PASSAGE
-.-.-

2-way and 4-way rank interleaving provides very good memory performance. The minute additional advantage of 4-way interleaving only plays a role if we are dealing with the very last ounce of performance. It can usually be ignored.

For example, the most noticeable performance degradation in this table is in the 8 GB 1Rx8 RDIMM, but this is explained as it is missing rank interleaving. Except for a 1DPC configuration using single rank DIMMs, this case can also occur in a mixed configuration using, for example, a 32 GB 2Rx4 RDIMM in the first bank and a 16 GB 1Rx4 RDIMM in the second bank. In the case of this missing or 1-way rank interleaving, it is necessary to pay attention to some degree of performance degradation. In situations where performance is emphasized and a powerful processor model is used in particular, this needs to be avoided.

The resulting table contains a number of other subtle effects as well as a major impact of rank interleaving. For example, because the memory channel has more than four ranks, the overhead per rank performed to refresh the DRAM becomes prominent in a bad way. This refresh corresponds to a constant basic load per address line of the memory channel shared by all ranks. This can explain the relationship with the case where the results of the 2DPC configuration are worse than the corresponding 1DPC configuration results in the 4Rx4 LRDIMM described above. The influence of the refresh becomes more remarkable for higher capacity DIMMs.

# Optimization of the cache coherence protocol

SNC(Sub NUMA) setting in Xeon Scalable Processor can select the protocol of cache coherence. For details, refer to the section on memory system BIOS options.

-.-.-

PROVIDED DATA
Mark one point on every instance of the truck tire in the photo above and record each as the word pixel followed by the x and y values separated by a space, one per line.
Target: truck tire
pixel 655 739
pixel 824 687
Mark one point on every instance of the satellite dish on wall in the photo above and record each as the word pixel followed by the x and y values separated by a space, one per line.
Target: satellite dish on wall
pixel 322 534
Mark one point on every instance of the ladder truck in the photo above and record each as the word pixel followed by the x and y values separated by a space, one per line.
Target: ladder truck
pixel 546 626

-.-.-

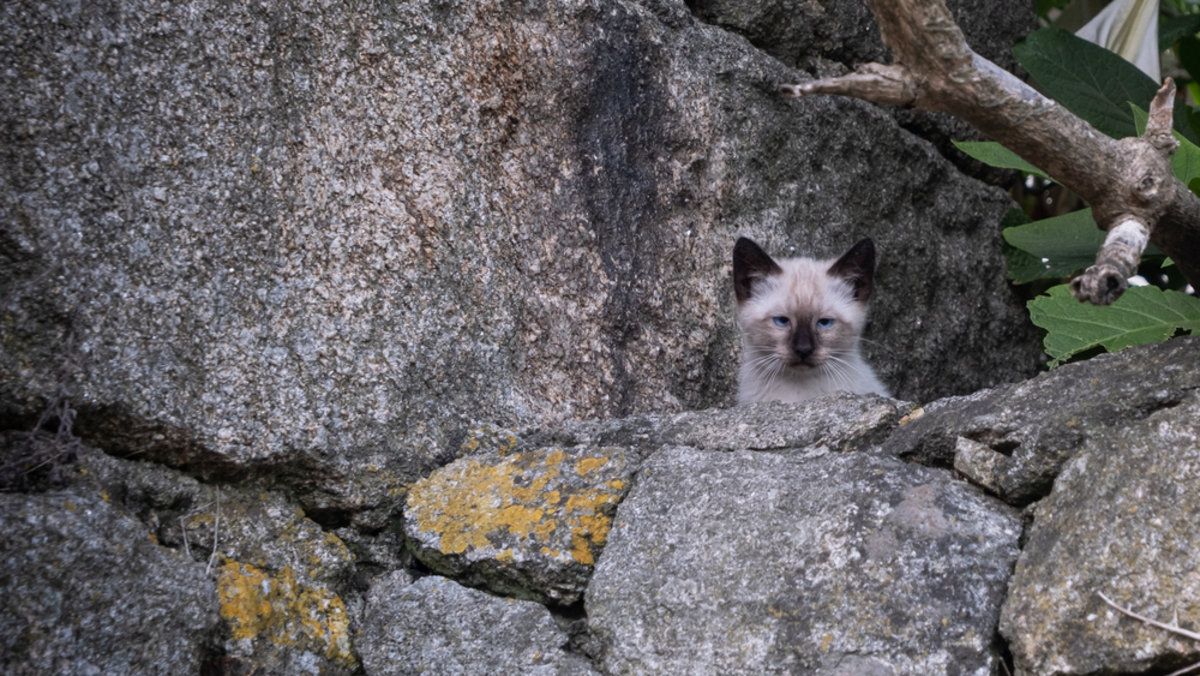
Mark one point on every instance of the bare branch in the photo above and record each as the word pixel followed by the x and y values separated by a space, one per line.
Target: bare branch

-.-.-

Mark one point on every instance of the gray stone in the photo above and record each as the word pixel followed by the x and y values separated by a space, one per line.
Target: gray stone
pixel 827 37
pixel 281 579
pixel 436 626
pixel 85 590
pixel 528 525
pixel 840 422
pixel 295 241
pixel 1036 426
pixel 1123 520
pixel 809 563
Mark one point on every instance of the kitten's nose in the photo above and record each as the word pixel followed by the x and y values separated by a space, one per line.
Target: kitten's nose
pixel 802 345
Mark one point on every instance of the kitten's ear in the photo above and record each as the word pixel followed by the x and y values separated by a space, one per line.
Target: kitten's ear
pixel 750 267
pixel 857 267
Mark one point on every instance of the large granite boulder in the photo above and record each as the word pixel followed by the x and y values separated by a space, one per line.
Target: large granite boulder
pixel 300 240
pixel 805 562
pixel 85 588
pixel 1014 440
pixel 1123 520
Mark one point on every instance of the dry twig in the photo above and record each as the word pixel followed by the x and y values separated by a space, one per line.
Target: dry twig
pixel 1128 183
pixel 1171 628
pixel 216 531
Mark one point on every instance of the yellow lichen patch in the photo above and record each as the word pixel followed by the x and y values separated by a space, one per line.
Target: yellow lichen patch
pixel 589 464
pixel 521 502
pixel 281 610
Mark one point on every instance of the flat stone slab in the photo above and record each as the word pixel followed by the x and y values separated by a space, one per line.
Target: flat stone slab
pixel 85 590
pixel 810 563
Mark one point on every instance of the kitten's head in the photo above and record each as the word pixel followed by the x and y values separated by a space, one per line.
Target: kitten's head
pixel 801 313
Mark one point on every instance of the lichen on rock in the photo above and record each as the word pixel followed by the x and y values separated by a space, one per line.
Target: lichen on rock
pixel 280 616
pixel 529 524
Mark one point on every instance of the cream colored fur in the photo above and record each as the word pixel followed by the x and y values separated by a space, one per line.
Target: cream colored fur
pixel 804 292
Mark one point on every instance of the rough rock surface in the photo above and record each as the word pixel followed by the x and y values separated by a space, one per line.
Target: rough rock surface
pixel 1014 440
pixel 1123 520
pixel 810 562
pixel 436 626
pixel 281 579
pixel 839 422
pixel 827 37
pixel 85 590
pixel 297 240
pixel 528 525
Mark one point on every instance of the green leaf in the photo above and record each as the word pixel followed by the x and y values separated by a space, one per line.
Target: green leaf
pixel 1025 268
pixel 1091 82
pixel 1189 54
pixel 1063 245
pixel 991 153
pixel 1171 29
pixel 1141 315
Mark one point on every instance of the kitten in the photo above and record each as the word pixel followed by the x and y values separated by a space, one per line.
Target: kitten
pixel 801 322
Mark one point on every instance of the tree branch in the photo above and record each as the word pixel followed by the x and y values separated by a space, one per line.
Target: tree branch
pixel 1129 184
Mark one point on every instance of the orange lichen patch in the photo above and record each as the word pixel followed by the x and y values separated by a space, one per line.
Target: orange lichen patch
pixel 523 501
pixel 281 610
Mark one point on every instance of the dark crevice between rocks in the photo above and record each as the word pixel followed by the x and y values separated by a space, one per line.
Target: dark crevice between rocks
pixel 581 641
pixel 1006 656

-.-.-

TASKS TO PERFORM
- a) Can you extract every line of the listing that contains the word "nose"? Matching is case-sensitive.
- b) Will you resume the passage on memory rank interleaving, continuing after its final sentence?

EXERCISE ANSWERS
- a)
Mark one point on every instance of the kitten's nose in the photo above and record each as the word pixel followed by the x and y values separated by a space, one per line.
Target: kitten's nose

- b)
The following table shows the effect on the two loads or benchmarks examined in this document.

The measurements are made in 2DPC configurations with 32 GB 2Rx4 RDIMMs.

The table shows that performance is affected in the range of a few percentage points. When evaluating this table it should be considered that both benchmarks are extremely NUMA friendly due to careful process binding during test setup. The model character of SPECrate2017 Integer for commercial application performance therefore only applies at this stage in a restricted manner.

| Benchmark            | Processor type  | SNC = Enabled | SNC=Disabled |
|----------------------|-----------------|---------------|--------------|
| STREAM               | Platinum 8360HL | 1.00          | 0.98         |
| SPECrate2017 Integer | Platinum 8360HL | 1.00          | 0.99         |

### Access to remote memory

For the tests using the STREAM and SPECrate2017 Integer benchmarks mentioned above, only the local memory was targeted (the processor accesses the DIMM module of its own memory channel). Modules of adjacent processors are not accessed at all, or only rarely accessed via the UPI link. This situation is representative, insofar as it also exists for the majority of memory accesses of real applications thanks to NUMA support in the operating system and system software.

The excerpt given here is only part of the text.